━━━━━ Information provided

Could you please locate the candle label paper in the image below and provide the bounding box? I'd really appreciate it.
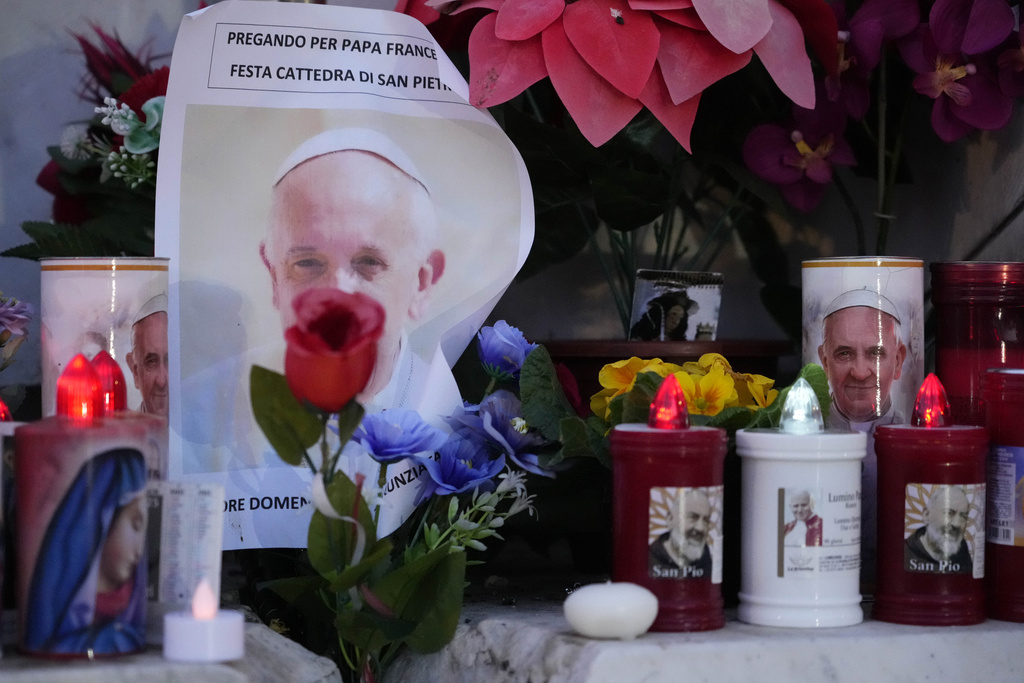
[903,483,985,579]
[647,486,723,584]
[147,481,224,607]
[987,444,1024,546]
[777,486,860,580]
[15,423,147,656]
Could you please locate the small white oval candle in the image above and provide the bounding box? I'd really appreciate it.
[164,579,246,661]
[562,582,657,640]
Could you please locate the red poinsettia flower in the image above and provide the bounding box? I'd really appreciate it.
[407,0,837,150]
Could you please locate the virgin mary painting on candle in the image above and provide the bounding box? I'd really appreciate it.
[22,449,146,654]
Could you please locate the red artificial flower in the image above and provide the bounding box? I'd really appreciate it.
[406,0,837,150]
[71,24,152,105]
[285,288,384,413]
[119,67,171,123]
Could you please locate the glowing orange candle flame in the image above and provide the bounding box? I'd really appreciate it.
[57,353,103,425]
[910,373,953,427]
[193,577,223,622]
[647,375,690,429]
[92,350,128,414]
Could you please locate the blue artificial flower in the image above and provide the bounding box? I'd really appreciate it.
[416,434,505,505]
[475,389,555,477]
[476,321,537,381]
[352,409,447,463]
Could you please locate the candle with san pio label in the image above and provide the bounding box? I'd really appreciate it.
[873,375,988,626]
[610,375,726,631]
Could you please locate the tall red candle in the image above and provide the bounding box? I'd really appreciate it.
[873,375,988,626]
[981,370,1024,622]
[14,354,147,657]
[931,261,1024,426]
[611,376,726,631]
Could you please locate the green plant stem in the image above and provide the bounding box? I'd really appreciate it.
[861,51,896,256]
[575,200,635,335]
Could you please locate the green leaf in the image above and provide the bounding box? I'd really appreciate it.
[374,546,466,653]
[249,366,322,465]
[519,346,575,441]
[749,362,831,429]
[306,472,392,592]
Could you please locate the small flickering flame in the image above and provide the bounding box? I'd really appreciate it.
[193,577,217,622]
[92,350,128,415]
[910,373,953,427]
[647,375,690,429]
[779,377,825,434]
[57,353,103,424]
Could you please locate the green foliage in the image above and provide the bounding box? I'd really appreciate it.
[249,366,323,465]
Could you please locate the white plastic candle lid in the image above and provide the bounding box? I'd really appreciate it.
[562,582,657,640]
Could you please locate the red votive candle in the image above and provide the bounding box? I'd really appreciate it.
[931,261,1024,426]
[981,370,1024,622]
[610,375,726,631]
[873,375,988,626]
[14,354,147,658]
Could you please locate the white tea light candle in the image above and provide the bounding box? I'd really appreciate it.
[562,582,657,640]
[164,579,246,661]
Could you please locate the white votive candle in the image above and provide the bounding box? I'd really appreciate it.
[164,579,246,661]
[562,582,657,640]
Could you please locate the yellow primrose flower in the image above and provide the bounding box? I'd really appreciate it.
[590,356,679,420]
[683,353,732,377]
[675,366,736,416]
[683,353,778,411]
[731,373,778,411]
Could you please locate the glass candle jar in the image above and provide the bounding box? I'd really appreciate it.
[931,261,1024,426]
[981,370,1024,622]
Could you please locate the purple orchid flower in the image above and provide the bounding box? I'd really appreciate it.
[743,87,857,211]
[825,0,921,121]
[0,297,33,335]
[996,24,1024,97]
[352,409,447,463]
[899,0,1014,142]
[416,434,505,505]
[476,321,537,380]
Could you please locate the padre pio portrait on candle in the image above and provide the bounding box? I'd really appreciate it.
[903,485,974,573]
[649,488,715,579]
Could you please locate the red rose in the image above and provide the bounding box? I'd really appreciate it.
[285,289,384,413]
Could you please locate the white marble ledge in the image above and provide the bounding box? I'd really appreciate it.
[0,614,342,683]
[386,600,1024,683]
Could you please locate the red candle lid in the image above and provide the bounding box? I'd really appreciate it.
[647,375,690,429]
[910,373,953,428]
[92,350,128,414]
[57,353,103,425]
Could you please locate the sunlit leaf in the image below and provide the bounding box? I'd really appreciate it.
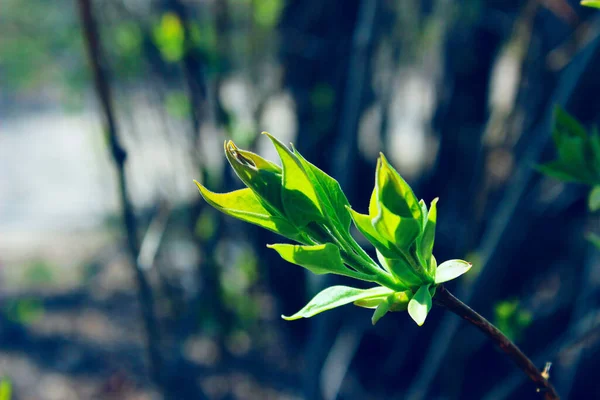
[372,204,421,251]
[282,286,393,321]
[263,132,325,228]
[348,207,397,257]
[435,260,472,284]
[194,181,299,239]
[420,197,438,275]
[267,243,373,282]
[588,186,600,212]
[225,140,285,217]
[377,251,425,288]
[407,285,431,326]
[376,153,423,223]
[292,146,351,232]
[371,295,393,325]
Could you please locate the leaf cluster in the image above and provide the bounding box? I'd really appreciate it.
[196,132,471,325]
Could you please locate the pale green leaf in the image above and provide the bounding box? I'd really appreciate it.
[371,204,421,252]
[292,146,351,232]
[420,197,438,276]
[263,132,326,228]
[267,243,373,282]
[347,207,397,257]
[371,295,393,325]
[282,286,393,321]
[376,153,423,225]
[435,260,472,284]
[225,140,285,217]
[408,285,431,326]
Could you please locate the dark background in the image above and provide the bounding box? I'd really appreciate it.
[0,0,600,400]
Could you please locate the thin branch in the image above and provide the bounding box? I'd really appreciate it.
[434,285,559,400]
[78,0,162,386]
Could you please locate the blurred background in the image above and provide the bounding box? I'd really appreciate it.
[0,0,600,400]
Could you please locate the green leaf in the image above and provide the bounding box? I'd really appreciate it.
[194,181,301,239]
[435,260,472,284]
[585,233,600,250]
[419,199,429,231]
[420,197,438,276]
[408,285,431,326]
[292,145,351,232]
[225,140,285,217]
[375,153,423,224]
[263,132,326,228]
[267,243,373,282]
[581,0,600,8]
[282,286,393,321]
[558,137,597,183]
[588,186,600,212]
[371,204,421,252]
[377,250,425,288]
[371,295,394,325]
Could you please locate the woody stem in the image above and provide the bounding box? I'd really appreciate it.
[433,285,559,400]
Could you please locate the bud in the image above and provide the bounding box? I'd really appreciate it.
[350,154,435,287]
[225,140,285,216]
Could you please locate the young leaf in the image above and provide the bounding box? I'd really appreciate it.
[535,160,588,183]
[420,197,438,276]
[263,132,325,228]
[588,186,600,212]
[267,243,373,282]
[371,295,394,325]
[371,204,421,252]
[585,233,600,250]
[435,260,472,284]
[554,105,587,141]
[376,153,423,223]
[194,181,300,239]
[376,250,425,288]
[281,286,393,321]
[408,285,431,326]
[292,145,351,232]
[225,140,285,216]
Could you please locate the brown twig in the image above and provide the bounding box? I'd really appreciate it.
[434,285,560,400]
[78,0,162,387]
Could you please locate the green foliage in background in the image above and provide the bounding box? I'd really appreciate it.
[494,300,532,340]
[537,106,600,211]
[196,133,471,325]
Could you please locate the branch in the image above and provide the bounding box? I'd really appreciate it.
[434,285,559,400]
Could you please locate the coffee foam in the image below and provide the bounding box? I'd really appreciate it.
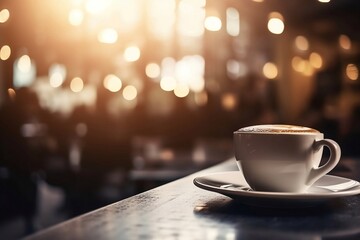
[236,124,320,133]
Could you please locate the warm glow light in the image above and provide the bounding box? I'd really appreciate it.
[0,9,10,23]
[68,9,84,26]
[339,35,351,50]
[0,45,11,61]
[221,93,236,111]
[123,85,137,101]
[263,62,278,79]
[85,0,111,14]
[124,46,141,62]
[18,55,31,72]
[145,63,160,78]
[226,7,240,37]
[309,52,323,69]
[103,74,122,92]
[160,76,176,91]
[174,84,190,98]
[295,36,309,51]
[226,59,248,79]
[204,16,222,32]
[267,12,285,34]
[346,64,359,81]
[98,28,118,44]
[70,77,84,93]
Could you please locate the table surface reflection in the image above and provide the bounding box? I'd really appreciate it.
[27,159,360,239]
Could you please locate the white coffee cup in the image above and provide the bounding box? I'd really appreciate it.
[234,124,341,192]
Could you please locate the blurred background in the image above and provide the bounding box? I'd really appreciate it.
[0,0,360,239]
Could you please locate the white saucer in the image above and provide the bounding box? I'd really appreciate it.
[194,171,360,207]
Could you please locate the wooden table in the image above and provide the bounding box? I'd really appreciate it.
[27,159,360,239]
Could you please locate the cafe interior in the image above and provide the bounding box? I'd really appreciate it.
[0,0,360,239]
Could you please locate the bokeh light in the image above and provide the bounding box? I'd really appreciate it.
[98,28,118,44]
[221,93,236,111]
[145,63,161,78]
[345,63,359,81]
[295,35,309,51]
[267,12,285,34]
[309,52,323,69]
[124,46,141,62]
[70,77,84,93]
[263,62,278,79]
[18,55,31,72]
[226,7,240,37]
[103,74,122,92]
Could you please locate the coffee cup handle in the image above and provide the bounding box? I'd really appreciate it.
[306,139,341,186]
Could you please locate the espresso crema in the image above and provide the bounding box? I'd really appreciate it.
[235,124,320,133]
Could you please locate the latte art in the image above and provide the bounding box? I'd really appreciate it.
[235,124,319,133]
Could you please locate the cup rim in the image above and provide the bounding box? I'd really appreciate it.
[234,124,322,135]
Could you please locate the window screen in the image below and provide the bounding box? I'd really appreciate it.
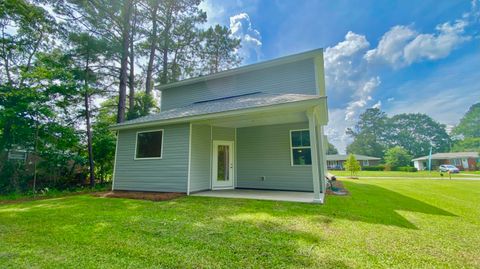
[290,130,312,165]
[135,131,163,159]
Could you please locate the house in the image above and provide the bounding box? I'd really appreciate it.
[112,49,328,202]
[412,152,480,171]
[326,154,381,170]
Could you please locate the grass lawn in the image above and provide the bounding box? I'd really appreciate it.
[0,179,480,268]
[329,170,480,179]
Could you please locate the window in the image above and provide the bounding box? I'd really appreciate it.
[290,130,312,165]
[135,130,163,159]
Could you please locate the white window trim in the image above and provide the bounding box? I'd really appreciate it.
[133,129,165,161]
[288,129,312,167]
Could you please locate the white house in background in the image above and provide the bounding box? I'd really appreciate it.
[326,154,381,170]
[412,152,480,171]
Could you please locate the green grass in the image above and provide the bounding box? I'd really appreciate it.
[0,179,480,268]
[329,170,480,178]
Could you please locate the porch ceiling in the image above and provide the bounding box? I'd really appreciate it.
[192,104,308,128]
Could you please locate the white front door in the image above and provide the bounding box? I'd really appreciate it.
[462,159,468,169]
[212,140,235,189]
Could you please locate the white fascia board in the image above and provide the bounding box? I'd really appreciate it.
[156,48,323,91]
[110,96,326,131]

━━━━━━━━━━
━━━━━ Information provided

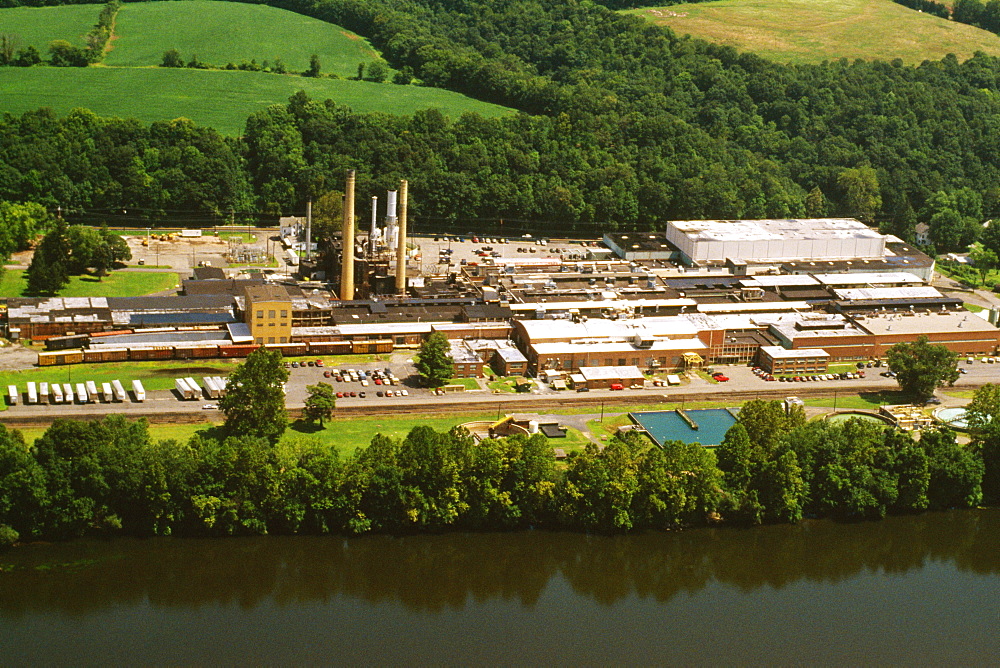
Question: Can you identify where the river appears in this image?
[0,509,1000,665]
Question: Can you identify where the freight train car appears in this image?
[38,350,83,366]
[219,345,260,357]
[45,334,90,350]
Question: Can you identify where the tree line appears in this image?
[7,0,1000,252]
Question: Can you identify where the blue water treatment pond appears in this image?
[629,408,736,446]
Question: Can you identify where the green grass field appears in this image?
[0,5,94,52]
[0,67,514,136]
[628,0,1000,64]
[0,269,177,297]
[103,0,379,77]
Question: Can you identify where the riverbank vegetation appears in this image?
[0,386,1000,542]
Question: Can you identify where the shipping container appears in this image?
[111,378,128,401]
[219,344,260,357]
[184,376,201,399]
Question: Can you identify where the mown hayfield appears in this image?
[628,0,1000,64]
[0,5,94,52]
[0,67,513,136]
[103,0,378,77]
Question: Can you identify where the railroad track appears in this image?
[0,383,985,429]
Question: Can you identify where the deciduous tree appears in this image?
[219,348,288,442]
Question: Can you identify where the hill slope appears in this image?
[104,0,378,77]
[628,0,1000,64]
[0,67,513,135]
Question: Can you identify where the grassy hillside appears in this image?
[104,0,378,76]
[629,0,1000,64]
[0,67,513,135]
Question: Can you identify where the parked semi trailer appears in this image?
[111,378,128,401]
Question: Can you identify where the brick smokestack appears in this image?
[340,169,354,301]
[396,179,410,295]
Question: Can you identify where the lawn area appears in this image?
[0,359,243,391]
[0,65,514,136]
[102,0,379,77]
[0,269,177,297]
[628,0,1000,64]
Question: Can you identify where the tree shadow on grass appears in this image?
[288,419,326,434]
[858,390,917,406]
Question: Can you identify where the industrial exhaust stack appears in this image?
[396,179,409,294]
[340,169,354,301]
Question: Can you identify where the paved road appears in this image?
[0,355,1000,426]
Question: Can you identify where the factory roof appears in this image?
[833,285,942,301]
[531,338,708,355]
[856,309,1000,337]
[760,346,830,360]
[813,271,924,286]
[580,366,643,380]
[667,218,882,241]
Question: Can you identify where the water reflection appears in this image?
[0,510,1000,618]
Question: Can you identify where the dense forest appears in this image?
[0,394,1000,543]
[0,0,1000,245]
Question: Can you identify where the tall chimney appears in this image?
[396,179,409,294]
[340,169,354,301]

━━━━━━━━━━
━━━━━ Information provided

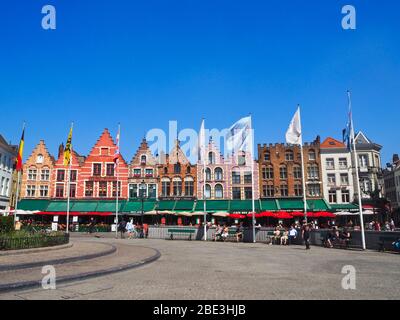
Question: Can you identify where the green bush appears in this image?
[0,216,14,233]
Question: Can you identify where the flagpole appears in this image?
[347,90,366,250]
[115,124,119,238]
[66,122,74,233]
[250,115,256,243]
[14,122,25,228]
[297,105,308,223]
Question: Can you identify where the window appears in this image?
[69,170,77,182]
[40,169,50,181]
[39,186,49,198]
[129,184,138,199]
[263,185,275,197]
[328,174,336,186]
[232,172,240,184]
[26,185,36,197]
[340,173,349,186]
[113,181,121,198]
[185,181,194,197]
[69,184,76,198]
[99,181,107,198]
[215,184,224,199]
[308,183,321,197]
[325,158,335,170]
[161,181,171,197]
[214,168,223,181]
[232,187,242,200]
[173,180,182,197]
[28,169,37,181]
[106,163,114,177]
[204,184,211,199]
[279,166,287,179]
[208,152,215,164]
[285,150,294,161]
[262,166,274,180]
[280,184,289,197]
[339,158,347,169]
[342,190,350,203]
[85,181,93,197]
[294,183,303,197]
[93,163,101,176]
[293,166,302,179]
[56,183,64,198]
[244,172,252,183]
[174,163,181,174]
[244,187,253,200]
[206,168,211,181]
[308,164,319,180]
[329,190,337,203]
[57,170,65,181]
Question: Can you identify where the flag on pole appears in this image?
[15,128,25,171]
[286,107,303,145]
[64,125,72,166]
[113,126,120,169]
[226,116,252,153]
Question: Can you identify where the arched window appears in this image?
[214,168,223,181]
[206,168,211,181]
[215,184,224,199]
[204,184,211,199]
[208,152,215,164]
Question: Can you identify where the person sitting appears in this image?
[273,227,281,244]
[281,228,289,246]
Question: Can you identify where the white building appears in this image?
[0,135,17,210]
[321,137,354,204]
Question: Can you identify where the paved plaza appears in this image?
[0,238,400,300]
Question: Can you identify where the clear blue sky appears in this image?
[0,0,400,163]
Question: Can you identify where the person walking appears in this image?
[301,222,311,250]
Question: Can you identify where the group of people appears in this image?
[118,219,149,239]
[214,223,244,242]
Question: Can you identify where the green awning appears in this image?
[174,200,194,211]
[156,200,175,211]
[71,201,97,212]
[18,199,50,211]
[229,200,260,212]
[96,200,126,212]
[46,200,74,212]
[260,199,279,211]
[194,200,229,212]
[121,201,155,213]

━━━━━━━━━━

- _The problem_
In the data above, copy out the part that begins with the line containing "Could you please locate the red poinsettia" and ends with the line containing "[119,67,171,123]", reproducing both of those lines and everything between them verbatim.

- _Complete output_
Could you please locate the red poinsettia flower in the image above and provide the bounding box? I'd really appreciate it.
[407,0,837,150]
Could you please locate the virgin mary painting on candle in the image above and provide the bounding box? I'd really appreciate it.
[22,449,146,654]
Could you please locate the red artificial flower in the image above and provide the bounding box? I'd really appreciate it.
[406,0,837,150]
[71,24,152,105]
[285,288,384,413]
[119,67,171,123]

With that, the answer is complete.